Tasks to carry out:
**1.** Name every C++ function or method mentioned in the LLVM review page below.
**2.** In the LLVM review page below, which file did jdoerfert attach an inline comment to?
**3.** Continue the LLVM review page below from its last line.
>> begin Page extract
This is an archive of the discontinued LLVM Phabricator instance.

[NFC] Improve performances of Value::getSingleUndroppableUse
AbandonedPublic

Authored by Tyker on Mar 27 2020, 6:57 AM.

Details

Summary

since f1a9efabcb9bc37b663b0e03ed3d5a5aa7cc055e,
Value::getSingleUndroppableUse is used in the hot path of InstCombine.

Diff Detail

Event Timeline

Tyker created this revision.Mar 27 2020, 6:57 AM
Herald added a project: Restricted Project. · View Herald Transcript
Tyker added a comment.EditedMar 27 2020, 7:05 AM

i was not able to get reliable time measurement for a whole compiler run.
but in a profiler this patched replaced a +0.16% cycles in Use::getUser() and +0.08% time in getSingleUndroppableUse for a +0.06% cycles in InstCombiner::run.

jdoerfert added inline comments.Mar 27 2020, 8:21 AM
llvm/include/llvm/IR/Use.h
152

There is a comment needed here explaining what this encodes.
>> end Page extract
>> begin Data lines
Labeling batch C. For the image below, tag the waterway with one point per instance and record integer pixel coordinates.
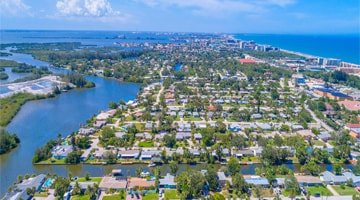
(39, 121)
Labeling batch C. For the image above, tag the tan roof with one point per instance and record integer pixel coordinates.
(350, 105)
(111, 182)
(140, 182)
(308, 179)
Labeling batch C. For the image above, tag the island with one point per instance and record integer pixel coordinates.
(210, 106)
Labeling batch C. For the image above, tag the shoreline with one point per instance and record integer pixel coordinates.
(306, 55)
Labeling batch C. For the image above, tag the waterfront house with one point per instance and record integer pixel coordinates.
(324, 136)
(148, 155)
(243, 152)
(279, 182)
(197, 136)
(134, 182)
(19, 190)
(332, 179)
(308, 180)
(129, 154)
(167, 182)
(83, 185)
(61, 151)
(99, 124)
(222, 178)
(182, 135)
(355, 179)
(257, 181)
(86, 131)
(110, 182)
(234, 127)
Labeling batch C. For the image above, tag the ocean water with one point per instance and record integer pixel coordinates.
(344, 47)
>> end Data lines
Answers to the problems:
**1.**
Value::getSingleUndroppableUse
Use::getUser()
InstCombiner::run

**2.** llvm/include/llvm/IR/Use.h

**3.**
I'm seeing a 0.1-0.2% regression with this change. Probably the added cost of the pointer tagging outweighs the benefit we see for the single user of getSingleUndroppableUse() right now. If this API is going to be used more heavily in the future, the picture will of course change. Hard for me to say whether it makes sense to make this change at this time.

I do wonder whether there's a middle ground here: Rather than adding a tag to Use, we could use a bit of subclass data on CallInst to indicate whether the call is droppable. That would reduce User->isDroppable() to a compare and mask check, and we could at least inline it.

llvm/include/llvm/IR/User.h
227

This sentence is cut off.

I'm also not sure about changing Use, @nikic suggestion with marking it in the callinst sounds interesting.

Tyker updated this revision to Diff 253334.EditedMar 28 2020, 5:53 AM

I do wonder whether there's a middle ground here: Rather than adding a tag to Use, we could use a bit of subclass data on CallInst to indicate whether the call is droppable. That would reduce User->isDroppable() to a compare and mask check, and we could at least inline it.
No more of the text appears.